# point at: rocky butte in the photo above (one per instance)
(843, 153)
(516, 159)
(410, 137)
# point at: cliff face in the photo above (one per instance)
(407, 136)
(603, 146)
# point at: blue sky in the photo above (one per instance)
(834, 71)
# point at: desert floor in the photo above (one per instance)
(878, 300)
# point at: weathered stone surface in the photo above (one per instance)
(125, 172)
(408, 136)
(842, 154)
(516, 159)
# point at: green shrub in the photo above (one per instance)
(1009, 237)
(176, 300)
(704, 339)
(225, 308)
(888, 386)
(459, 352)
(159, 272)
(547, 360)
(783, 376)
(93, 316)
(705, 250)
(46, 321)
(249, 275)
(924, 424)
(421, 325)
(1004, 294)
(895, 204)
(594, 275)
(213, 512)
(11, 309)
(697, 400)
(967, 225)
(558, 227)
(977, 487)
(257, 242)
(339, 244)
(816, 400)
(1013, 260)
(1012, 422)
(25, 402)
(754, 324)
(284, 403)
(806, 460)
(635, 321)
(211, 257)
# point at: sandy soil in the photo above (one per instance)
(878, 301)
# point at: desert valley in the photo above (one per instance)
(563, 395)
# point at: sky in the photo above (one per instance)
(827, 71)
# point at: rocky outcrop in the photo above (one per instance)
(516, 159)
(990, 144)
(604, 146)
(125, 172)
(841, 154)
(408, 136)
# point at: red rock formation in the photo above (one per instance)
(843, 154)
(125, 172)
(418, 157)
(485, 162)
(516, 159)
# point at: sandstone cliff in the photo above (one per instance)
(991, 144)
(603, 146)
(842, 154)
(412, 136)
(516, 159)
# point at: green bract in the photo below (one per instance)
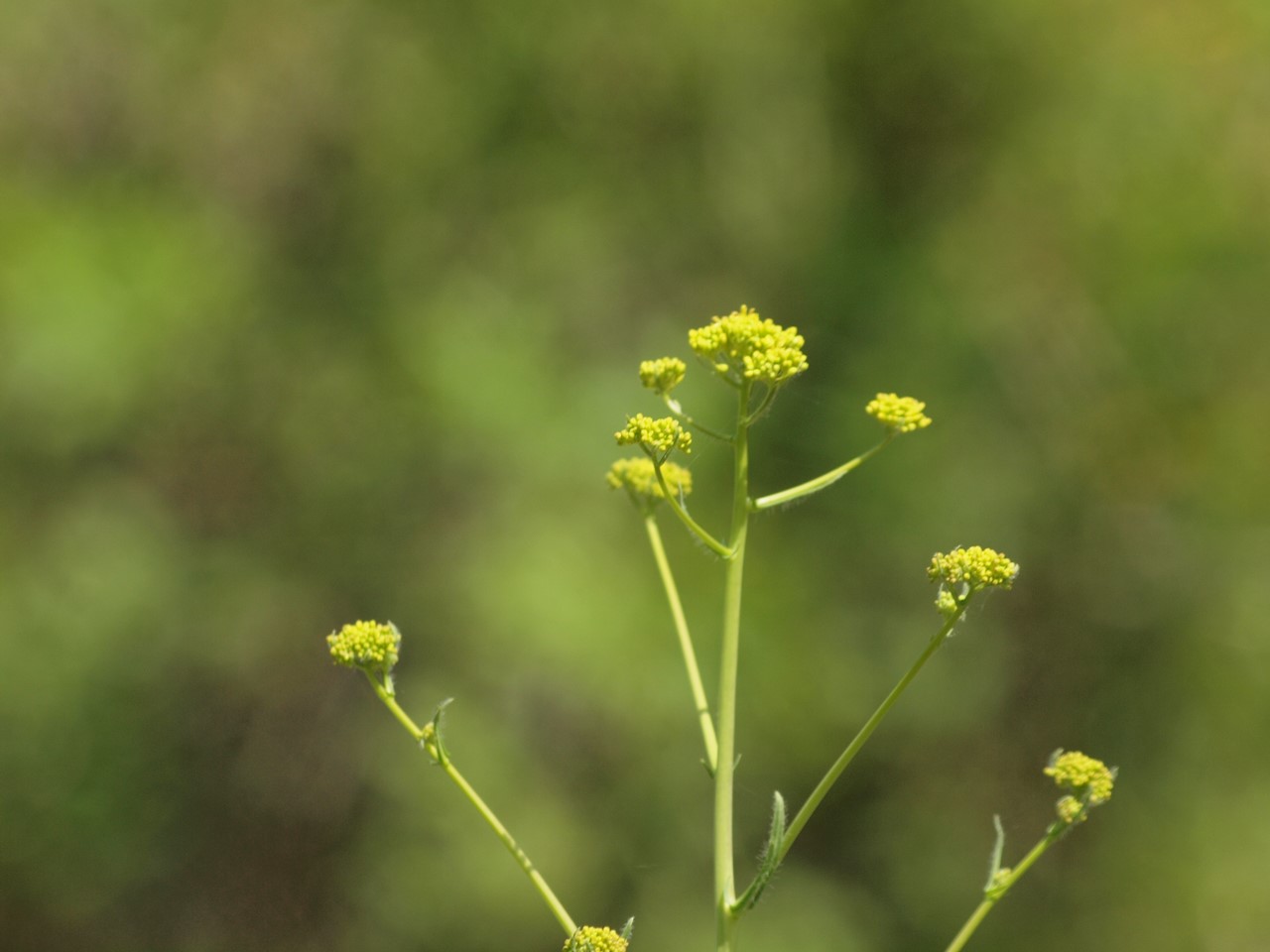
(747, 347)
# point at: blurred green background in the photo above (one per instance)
(314, 311)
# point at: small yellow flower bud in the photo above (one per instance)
(593, 938)
(657, 436)
(897, 413)
(1088, 778)
(975, 566)
(662, 375)
(747, 347)
(638, 477)
(367, 645)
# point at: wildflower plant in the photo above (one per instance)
(756, 358)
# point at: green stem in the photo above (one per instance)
(806, 489)
(994, 895)
(427, 738)
(728, 665)
(710, 540)
(674, 407)
(847, 756)
(690, 656)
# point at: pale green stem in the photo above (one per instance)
(828, 479)
(426, 737)
(979, 914)
(710, 540)
(690, 655)
(725, 893)
(847, 756)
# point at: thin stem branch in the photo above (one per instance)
(847, 756)
(694, 527)
(728, 666)
(677, 412)
(690, 655)
(427, 738)
(996, 893)
(806, 489)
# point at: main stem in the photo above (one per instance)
(426, 737)
(725, 890)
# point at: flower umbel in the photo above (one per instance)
(657, 436)
(662, 375)
(593, 938)
(638, 477)
(367, 645)
(1088, 779)
(898, 414)
(747, 347)
(976, 567)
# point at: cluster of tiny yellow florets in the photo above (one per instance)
(1088, 778)
(638, 476)
(899, 414)
(367, 645)
(975, 566)
(594, 938)
(662, 375)
(747, 347)
(657, 436)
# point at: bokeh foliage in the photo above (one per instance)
(313, 311)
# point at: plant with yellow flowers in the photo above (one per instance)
(756, 358)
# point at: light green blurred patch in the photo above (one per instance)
(105, 294)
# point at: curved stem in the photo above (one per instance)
(690, 656)
(427, 738)
(710, 540)
(994, 895)
(806, 489)
(728, 666)
(677, 412)
(847, 756)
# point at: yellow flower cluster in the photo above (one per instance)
(1086, 775)
(593, 938)
(656, 435)
(636, 476)
(367, 645)
(975, 566)
(662, 375)
(901, 414)
(747, 347)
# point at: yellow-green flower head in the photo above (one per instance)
(662, 375)
(747, 347)
(1088, 778)
(366, 645)
(975, 566)
(658, 436)
(593, 938)
(897, 413)
(638, 477)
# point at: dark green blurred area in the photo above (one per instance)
(321, 311)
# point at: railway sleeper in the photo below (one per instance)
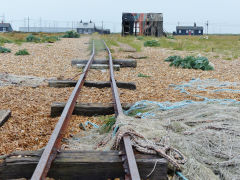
(87, 109)
(101, 84)
(89, 165)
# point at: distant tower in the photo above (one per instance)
(207, 24)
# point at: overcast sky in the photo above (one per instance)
(223, 15)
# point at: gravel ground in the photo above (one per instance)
(30, 126)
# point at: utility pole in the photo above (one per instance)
(207, 24)
(28, 23)
(3, 18)
(102, 27)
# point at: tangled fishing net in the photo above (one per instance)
(206, 132)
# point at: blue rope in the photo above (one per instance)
(181, 175)
(93, 124)
(115, 130)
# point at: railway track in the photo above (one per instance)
(54, 144)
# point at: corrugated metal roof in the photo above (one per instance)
(190, 27)
(86, 25)
(5, 25)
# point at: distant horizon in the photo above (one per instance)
(221, 15)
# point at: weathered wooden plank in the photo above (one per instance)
(87, 109)
(101, 84)
(116, 67)
(82, 165)
(121, 62)
(4, 116)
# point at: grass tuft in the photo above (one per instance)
(4, 50)
(108, 123)
(22, 52)
(32, 38)
(143, 75)
(190, 62)
(151, 43)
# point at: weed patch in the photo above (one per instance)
(32, 38)
(190, 62)
(142, 75)
(22, 52)
(50, 39)
(151, 43)
(4, 40)
(108, 123)
(4, 50)
(71, 34)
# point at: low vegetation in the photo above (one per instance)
(4, 50)
(190, 62)
(71, 34)
(227, 45)
(19, 38)
(151, 43)
(112, 40)
(22, 52)
(32, 38)
(142, 75)
(109, 122)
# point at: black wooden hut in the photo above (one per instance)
(5, 27)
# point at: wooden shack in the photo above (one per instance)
(143, 24)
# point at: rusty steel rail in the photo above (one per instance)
(54, 144)
(132, 170)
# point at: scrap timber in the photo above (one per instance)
(90, 165)
(61, 164)
(102, 84)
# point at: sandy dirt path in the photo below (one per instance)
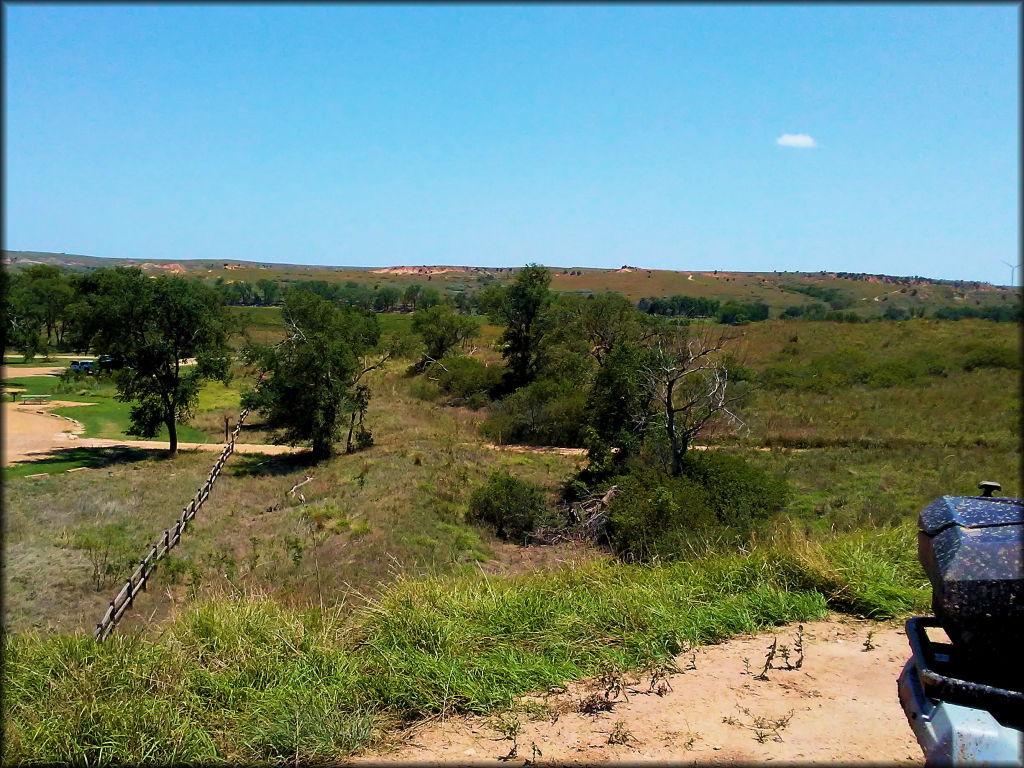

## The problem
The response must match the listing exactly, except that pictures are removed.

## Answer section
# point at: rocky butte in the photo above (one per instance)
(843, 153)
(516, 159)
(410, 137)
# point at: cliff face in the photo above (one per instance)
(407, 136)
(603, 146)
# point at: blue sky in the photo above (one per instance)
(834, 71)
# point at: desert floor in the photo above (one per instance)
(878, 300)
# point at: weathered stone surface in the photo above (one per instance)
(125, 172)
(408, 136)
(842, 154)
(516, 159)
# point at: green shrub in the photo above (one per instance)
(1009, 237)
(176, 300)
(704, 339)
(225, 308)
(888, 386)
(459, 352)
(159, 272)
(547, 360)
(783, 376)
(93, 316)
(705, 250)
(46, 321)
(249, 275)
(924, 424)
(421, 325)
(1004, 294)
(895, 204)
(594, 275)
(213, 512)
(11, 309)
(697, 400)
(967, 225)
(558, 227)
(977, 487)
(257, 242)
(339, 244)
(816, 400)
(1013, 260)
(1012, 422)
(25, 402)
(754, 324)
(284, 403)
(806, 460)
(635, 321)
(211, 257)
# point at: sandy soil in the photo above (one per instance)
(878, 301)
# point at: desert valley in the photo above (one per instance)
(563, 395)
# point at: sky in the photo above (one per instance)
(827, 71)
# point at: rocky outcrop in the photo above (one per instance)
(516, 159)
(990, 144)
(604, 146)
(125, 172)
(841, 154)
(408, 136)
# point at: red rock formation in the photo above (one per instance)
(843, 154)
(125, 172)
(418, 157)
(485, 162)
(516, 159)
# point at: sandstone cliff in the photo above (one per instance)
(991, 144)
(603, 146)
(842, 154)
(412, 136)
(516, 159)
# point at: green bract in the photo below (one per instance)
(747, 347)
# point at: blurred green background in the photo above (one per instance)
(314, 311)
# point at: small yellow flower bud in the photo above (one per instance)
(593, 938)
(657, 436)
(897, 413)
(1088, 778)
(975, 566)
(662, 375)
(747, 347)
(638, 477)
(367, 645)
# point at: wildflower plant in the photo above (one per instance)
(756, 358)
# point at: green stem in the photo above (one per instance)
(806, 489)
(994, 895)
(427, 738)
(728, 665)
(710, 540)
(674, 407)
(847, 756)
(690, 656)
# point at: pale green stem in the photo above (one per instance)
(828, 479)
(426, 737)
(979, 914)
(710, 540)
(690, 655)
(725, 893)
(847, 756)
# point at: thin stem branch in the photo above (one per instance)
(847, 756)
(694, 527)
(728, 666)
(677, 412)
(690, 655)
(427, 738)
(996, 893)
(806, 489)
# point at: main stem in the photo above (one per instance)
(426, 737)
(725, 890)
# point at: flower umbel in the photo above (one per instance)
(657, 436)
(662, 375)
(593, 938)
(638, 477)
(367, 645)
(1088, 779)
(898, 414)
(747, 347)
(976, 567)
# point at: cluster of tiny yellow florets in the photo above (one per instance)
(1088, 778)
(638, 476)
(899, 414)
(367, 645)
(975, 566)
(594, 938)
(662, 375)
(747, 347)
(657, 436)
# point at: bokeh foliage in the photo above (one per instance)
(313, 311)
# point at: plant with yellow flowers in the photo above (one per instance)
(756, 358)
# point at: light green blurred patch in the photo above (one per instance)
(105, 294)
# point at: curved stem in the photo above (one per instance)
(690, 656)
(427, 738)
(710, 540)
(994, 895)
(806, 489)
(728, 666)
(677, 412)
(847, 756)
# point at: yellow flower cluster in the photo above (one per instance)
(1086, 775)
(593, 938)
(656, 435)
(636, 476)
(367, 645)
(975, 566)
(662, 375)
(901, 414)
(747, 347)
# point at: yellow-green flower head in the photo above (one per instance)
(662, 375)
(747, 347)
(1088, 778)
(366, 645)
(975, 566)
(658, 436)
(593, 938)
(897, 413)
(638, 477)
# point at: dark green blurred area in the photo above (one per instance)
(321, 311)
# point at: railway sleeper in the photo below (one per instance)
(87, 109)
(101, 84)
(89, 165)
# point at: distant tower in the photo above (one per instance)
(207, 24)
# point at: overcast sky in the photo above (one per instance)
(223, 15)
# point at: gravel ground in the photo above (one per instance)
(30, 126)
# point at: utility pole in the photo above (one per instance)
(207, 24)
(28, 23)
(3, 18)
(102, 27)
# point at: tangled fishing net in the photo above (one per instance)
(206, 132)
# point at: blue rope in the photo above (one per instance)
(181, 175)
(93, 124)
(115, 130)
# point at: railway track in the photo above (one per instance)
(54, 144)
# point at: corrugated metal roof in the photo above (one per instance)
(190, 27)
(86, 25)
(5, 25)
# point at: distant horizon in the photo above (one per instance)
(221, 15)
# point at: weathered wooden plank in the photo above (one per instance)
(87, 109)
(101, 84)
(116, 67)
(82, 165)
(121, 62)
(4, 116)
# point at: grass tuft in the photo above (one per instance)
(4, 50)
(108, 123)
(22, 52)
(32, 38)
(143, 75)
(190, 62)
(151, 43)
# point at: weed patch in the photo above (one per instance)
(32, 38)
(190, 62)
(142, 75)
(22, 52)
(50, 39)
(151, 43)
(4, 40)
(108, 123)
(4, 50)
(71, 34)
# point at: low vegetation in the photo above (one per instance)
(4, 50)
(190, 62)
(71, 34)
(227, 45)
(19, 38)
(151, 43)
(112, 40)
(22, 52)
(32, 38)
(142, 75)
(109, 122)
# point at: black wooden hut in the photo above (one per instance)
(5, 27)
# point at: wooden shack in the photo above (one per instance)
(143, 24)
# point at: rusty steel rail in the photo above (one per instance)
(54, 144)
(132, 170)
# point at: scrap timber in the photo above (one per instance)
(90, 165)
(61, 164)
(102, 84)
# point at: sandy dirt path in the photo below (one per instance)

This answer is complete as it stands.